- _Selection_:
#####

What Dave has that Elon doesn’t

And how that leads to the world’s richest man getting booed relentlessly at a comedy show.

Elon Musk frowning and wearing an "Occupy Mars" t-shirt; Dave Chappelle frowning wearing a grey suit...
Michael Gonzalez/Getty Images; Gemunu Amarasinghe/AP/Shutterstock
Bad Men

On Sunday morning, at 2:49am local time at Twitter headquarters in San Francisco, Elon Musk tweeted, “My pronouns are Prosecute/Fauci.” It was exactly the kind of unfunny, unoriginal “joke” that’s become emblematic of Musk’s transformation into right-wing troll — and yet, it did some level of numbers on the platform he now lords over.

That night, Musk tried to wrap up a whirlwind day of rebranding himself as Twitter’s new king of cringe by taking the stage during Dave Chappelle’s performance at the Chase Center in San Francisco. By all accounts, this should have been a grand slam for Musk. He’s on home turf in Silicon Valley, and no matter how blue the city might be politically, these were folks attending a Dave Chappelle show. Chappelle is no stranger to shifts toward the reactionary right, as he took $120 million from Netflix and gave the platform six comedy specials in which he increasingly tried to work through his own personal grievances with trans people.

#####

- _Information given_:
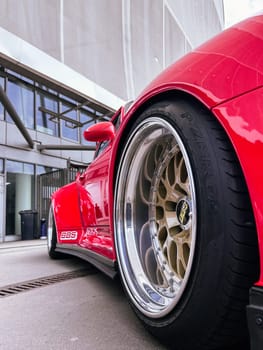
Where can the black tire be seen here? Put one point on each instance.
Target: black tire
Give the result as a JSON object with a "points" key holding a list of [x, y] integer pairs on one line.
{"points": [[179, 165], [52, 238]]}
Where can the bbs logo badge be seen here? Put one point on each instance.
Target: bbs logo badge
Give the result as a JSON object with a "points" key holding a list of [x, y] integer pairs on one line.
{"points": [[68, 235]]}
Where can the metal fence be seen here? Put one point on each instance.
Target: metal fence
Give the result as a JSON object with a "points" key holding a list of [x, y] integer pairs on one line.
{"points": [[50, 182]]}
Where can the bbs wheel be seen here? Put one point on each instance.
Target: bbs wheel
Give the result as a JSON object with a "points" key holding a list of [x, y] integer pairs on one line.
{"points": [[184, 231]]}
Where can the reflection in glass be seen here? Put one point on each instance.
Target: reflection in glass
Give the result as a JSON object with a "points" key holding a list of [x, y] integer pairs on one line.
{"points": [[69, 130], [19, 193], [22, 98], [45, 103], [88, 121], [1, 106]]}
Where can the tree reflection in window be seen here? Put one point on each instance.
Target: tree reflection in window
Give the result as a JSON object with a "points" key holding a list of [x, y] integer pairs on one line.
{"points": [[44, 103]]}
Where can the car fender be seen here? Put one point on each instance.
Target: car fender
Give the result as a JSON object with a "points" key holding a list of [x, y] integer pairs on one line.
{"points": [[67, 217], [213, 74]]}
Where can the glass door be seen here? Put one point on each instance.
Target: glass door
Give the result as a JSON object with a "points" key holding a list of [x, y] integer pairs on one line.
{"points": [[19, 195]]}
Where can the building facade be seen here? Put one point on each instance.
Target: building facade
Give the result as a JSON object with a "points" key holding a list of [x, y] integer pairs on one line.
{"points": [[67, 64]]}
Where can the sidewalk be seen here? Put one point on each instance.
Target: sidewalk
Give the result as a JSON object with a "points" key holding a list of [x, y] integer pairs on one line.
{"points": [[26, 260]]}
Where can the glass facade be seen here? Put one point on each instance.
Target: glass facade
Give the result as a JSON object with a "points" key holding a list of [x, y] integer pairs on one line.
{"points": [[1, 106], [44, 123], [69, 130], [45, 110], [20, 193], [22, 96], [45, 113]]}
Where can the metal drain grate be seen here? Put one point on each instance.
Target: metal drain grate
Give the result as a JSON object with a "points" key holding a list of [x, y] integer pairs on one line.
{"points": [[43, 281]]}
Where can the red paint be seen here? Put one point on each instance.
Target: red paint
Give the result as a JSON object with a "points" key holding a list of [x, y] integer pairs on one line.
{"points": [[225, 74]]}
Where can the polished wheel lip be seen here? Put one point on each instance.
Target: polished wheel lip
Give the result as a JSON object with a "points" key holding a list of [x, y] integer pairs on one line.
{"points": [[152, 301]]}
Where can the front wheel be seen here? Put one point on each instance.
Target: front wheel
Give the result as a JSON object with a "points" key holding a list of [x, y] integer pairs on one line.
{"points": [[184, 231]]}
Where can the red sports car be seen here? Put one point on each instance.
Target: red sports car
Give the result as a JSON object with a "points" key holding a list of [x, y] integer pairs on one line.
{"points": [[173, 200]]}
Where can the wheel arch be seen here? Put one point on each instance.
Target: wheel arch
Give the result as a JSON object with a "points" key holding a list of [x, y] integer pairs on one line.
{"points": [[137, 109]]}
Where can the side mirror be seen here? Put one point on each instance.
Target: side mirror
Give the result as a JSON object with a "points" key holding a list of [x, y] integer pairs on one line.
{"points": [[103, 131]]}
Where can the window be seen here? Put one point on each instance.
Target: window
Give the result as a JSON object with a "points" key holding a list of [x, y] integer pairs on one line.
{"points": [[20, 192], [69, 130], [22, 98], [46, 108], [2, 82], [88, 121], [41, 169]]}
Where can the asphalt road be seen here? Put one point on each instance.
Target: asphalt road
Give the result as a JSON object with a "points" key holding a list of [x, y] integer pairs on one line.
{"points": [[89, 312]]}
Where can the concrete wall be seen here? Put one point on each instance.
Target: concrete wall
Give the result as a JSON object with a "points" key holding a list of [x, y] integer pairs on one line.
{"points": [[119, 44]]}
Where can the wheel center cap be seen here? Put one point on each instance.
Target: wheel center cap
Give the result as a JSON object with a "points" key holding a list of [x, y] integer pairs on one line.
{"points": [[183, 211]]}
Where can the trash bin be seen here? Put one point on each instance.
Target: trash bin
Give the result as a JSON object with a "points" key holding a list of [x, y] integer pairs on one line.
{"points": [[43, 229], [28, 224]]}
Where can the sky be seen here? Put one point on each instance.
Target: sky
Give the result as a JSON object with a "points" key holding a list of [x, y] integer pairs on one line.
{"points": [[236, 10]]}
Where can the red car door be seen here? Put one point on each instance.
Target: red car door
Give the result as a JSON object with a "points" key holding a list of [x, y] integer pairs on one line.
{"points": [[94, 196]]}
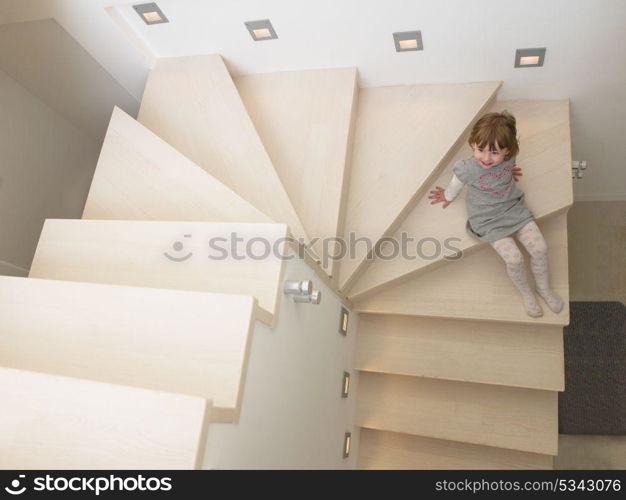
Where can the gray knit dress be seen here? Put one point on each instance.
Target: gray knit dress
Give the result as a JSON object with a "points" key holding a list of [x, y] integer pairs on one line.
{"points": [[495, 205]]}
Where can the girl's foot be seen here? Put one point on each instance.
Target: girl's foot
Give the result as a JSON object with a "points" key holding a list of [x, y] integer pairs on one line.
{"points": [[554, 302], [533, 309]]}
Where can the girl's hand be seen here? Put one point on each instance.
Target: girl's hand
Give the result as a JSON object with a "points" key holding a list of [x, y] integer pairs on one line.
{"points": [[438, 197], [517, 172]]}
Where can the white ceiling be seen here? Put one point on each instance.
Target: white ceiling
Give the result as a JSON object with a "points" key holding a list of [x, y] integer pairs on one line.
{"points": [[464, 41]]}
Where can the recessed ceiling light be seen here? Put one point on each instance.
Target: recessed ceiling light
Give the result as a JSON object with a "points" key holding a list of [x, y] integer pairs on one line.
{"points": [[150, 13], [529, 58], [345, 385], [347, 441], [406, 41], [261, 30], [343, 321]]}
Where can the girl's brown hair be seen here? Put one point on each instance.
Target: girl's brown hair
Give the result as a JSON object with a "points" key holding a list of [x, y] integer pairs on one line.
{"points": [[496, 129]]}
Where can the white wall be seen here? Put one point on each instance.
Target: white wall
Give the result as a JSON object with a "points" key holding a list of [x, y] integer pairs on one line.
{"points": [[293, 416], [46, 166]]}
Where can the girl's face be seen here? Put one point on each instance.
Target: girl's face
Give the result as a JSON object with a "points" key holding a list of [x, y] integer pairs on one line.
{"points": [[487, 158]]}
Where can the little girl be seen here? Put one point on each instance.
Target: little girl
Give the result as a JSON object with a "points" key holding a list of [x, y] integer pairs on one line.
{"points": [[496, 209]]}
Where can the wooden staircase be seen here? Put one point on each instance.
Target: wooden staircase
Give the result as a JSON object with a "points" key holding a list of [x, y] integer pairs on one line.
{"points": [[452, 372]]}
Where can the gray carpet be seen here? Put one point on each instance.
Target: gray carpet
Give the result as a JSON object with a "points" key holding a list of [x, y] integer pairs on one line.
{"points": [[594, 401]]}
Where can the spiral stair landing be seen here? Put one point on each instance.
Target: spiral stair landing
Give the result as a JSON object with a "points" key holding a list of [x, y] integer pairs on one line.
{"points": [[452, 373]]}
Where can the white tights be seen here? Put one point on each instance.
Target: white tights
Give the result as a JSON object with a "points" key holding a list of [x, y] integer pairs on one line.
{"points": [[533, 241]]}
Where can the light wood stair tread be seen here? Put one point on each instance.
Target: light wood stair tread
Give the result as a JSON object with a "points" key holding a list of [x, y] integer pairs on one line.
{"points": [[144, 253], [403, 136], [166, 340], [390, 450], [545, 158], [471, 351], [478, 287], [488, 415], [140, 176], [54, 422], [193, 104], [305, 120]]}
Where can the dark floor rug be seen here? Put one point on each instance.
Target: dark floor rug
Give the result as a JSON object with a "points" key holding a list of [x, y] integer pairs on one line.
{"points": [[594, 401]]}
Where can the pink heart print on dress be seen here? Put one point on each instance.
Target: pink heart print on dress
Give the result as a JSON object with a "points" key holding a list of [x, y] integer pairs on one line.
{"points": [[485, 185]]}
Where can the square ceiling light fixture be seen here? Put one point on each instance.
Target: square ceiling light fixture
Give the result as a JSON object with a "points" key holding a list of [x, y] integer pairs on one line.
{"points": [[406, 41], [529, 58], [151, 13], [261, 30]]}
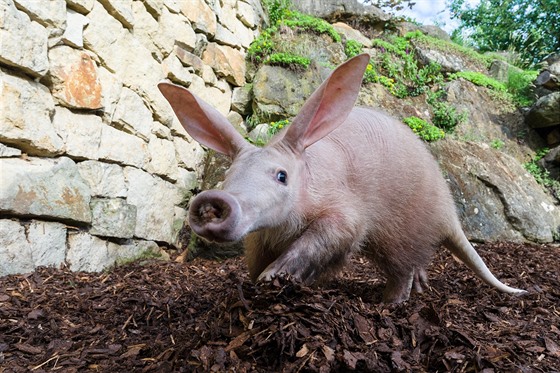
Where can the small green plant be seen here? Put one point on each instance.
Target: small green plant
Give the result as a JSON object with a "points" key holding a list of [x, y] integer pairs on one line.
{"points": [[269, 42], [541, 175], [445, 116], [423, 129], [520, 85], [397, 61], [288, 60], [497, 144], [275, 127], [352, 48], [277, 10], [262, 46], [307, 22], [480, 80]]}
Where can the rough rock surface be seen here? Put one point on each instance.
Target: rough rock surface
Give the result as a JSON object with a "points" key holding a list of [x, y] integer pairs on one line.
{"points": [[163, 317], [87, 139]]}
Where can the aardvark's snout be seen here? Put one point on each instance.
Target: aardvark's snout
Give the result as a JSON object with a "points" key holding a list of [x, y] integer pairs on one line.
{"points": [[215, 215]]}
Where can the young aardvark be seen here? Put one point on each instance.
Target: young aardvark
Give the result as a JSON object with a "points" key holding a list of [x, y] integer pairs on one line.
{"points": [[337, 181]]}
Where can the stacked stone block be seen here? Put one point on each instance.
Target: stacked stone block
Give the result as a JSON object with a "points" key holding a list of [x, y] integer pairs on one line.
{"points": [[94, 167]]}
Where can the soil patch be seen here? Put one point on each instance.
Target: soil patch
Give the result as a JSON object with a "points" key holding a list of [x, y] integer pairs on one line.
{"points": [[207, 316]]}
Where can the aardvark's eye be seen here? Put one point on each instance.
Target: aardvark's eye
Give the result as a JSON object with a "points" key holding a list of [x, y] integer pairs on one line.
{"points": [[282, 177]]}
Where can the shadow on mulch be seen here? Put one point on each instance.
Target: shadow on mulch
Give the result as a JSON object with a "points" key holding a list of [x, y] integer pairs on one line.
{"points": [[207, 316]]}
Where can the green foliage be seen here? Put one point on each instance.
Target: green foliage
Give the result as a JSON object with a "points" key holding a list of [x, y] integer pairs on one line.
{"points": [[307, 22], [541, 175], [401, 71], [527, 27], [445, 116], [288, 60], [423, 129], [497, 144], [480, 80], [277, 10], [520, 85], [262, 46], [352, 48], [275, 127], [518, 88], [452, 48], [269, 48]]}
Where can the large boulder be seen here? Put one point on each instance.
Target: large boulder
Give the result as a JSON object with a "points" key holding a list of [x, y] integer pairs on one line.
{"points": [[545, 112], [497, 199]]}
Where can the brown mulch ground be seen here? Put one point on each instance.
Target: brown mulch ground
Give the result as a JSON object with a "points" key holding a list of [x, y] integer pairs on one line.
{"points": [[206, 316]]}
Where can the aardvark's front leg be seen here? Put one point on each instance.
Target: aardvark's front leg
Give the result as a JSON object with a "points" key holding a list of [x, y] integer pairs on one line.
{"points": [[322, 248]]}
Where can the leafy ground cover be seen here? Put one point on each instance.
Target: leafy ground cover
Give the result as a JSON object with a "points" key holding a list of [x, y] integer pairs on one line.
{"points": [[207, 316]]}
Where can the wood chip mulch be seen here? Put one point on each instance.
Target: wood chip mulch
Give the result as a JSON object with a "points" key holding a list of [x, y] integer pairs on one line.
{"points": [[206, 316]]}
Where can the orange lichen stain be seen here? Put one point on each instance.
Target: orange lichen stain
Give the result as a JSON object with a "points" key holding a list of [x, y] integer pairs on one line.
{"points": [[24, 199], [82, 85]]}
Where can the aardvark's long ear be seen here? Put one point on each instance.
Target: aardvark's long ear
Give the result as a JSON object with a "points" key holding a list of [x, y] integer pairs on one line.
{"points": [[328, 106], [204, 123]]}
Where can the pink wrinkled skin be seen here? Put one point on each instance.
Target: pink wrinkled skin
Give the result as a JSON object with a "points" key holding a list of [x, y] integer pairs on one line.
{"points": [[337, 181]]}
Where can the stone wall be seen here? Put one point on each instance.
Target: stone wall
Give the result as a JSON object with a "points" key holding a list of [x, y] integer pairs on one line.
{"points": [[95, 169]]}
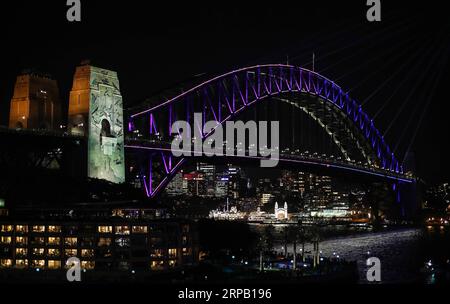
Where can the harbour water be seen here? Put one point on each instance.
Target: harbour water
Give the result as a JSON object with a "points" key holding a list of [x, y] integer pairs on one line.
{"points": [[403, 253]]}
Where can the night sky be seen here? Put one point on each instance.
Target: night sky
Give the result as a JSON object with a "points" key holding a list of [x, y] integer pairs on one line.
{"points": [[398, 68]]}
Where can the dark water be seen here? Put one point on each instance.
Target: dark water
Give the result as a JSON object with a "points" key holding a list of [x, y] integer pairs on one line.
{"points": [[403, 253]]}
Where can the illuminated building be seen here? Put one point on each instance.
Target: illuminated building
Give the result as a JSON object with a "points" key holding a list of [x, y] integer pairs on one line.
{"points": [[266, 198], [281, 213], [221, 185], [35, 103], [175, 187], [95, 111], [128, 242]]}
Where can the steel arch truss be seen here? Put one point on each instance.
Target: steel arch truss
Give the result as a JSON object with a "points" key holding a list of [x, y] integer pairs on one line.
{"points": [[223, 97]]}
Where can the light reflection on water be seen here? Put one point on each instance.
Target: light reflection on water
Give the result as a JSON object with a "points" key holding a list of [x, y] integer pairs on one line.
{"points": [[395, 249]]}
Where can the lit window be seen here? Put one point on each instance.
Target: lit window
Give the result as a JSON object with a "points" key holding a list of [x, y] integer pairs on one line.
{"points": [[172, 253], [5, 240], [21, 252], [54, 241], [87, 253], [139, 229], [70, 241], [123, 242], [38, 228], [21, 264], [104, 241], [157, 253], [172, 263], [6, 228], [70, 252], [157, 265], [185, 228], [54, 229], [53, 252], [38, 241], [52, 264], [38, 251], [105, 229], [184, 240], [122, 230], [37, 263], [21, 228], [87, 264], [21, 240], [5, 263]]}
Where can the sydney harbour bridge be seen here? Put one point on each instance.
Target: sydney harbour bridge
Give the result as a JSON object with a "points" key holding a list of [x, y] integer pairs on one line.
{"points": [[321, 128]]}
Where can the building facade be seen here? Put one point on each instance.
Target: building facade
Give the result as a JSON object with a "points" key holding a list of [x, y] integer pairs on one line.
{"points": [[35, 103], [114, 244]]}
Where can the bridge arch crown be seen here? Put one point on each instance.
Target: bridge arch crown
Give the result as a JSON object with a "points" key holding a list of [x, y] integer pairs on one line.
{"points": [[223, 97]]}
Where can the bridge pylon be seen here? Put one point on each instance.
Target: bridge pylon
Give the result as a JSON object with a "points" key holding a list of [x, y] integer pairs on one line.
{"points": [[96, 111]]}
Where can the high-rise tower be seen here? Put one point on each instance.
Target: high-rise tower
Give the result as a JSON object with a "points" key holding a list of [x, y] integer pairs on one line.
{"points": [[35, 103], [95, 111]]}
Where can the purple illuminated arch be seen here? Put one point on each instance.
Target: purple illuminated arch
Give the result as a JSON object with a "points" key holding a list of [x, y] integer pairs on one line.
{"points": [[237, 90]]}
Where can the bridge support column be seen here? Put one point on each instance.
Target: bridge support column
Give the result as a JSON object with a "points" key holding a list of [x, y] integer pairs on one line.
{"points": [[95, 111]]}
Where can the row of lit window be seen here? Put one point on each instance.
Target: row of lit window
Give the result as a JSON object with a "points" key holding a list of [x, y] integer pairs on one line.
{"points": [[34, 228], [72, 241], [56, 264], [54, 252], [124, 229], [20, 240], [51, 264]]}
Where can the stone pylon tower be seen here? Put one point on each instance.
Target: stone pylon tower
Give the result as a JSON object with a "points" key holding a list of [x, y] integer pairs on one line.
{"points": [[35, 103], [96, 111]]}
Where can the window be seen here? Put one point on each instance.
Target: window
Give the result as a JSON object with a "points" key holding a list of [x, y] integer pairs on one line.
{"points": [[70, 252], [70, 241], [172, 263], [157, 253], [88, 241], [5, 240], [38, 241], [105, 229], [21, 252], [104, 241], [87, 265], [21, 240], [37, 263], [54, 241], [54, 229], [38, 228], [123, 242], [38, 251], [157, 265], [21, 229], [6, 228], [52, 264], [124, 230], [5, 263], [172, 253], [87, 253], [53, 252], [185, 228], [21, 264], [139, 229]]}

#####

- _Tasks to carry out_:
1: In the article about Elon Musk at Dave Chappelle's show, how much money did Chappelle take from Netflix?
2: Extend the article about Elon Musk's appearance at Dave Chappelle's show, picking up after its last sentence.

- _Results for the exercise_:
1: $120 million.

2:
If there was ever an audience primed to hear Musk make the pronoun joke, it was Chappelle’s. And yet…

As Chappelle closed his set, he introduced Musk to the 18,000-seat arena by saying, “Ladies and gentlemen, make some noise for the richest man in the world.” By the time the crowd realized he meant Musk, the boos started raining down. And they kept coming, reportedly for a solid 10 minutes.

Chappelle is no stranger to this type of situation. He himself got showered with boos while at his alma mater last year, and he still tanks the occasional show despite more than three decades of experience at the mic. But there was nothing he could do to stop the crowd from serenading Musk with their disapproval. Chappelle cracked that the people booing “have terrible seats” and said that Musk’s whole business model is “Fuck Earth, I’m leaving anyway,” so why would Musk care about the opinion of these poor booing earthlings?

While the comedian’s filibustering managed to get some laughs, every single time Musk lifted the mic, the boos returned. It got so bad that Musk asked, with an air of desperation in his voice, “Dave, what should I say?”

The answer was nothing, because there was not a damn thing Musk could do to win over the crowd. Not even having him shout “I’m rich, bitch!”, despite the catchphrase having Borat’s “My wife” levels of cultural ubiquity — the type of thing you’ve heard whether or not you’ve ever seen an episode of Chappelle’s Show.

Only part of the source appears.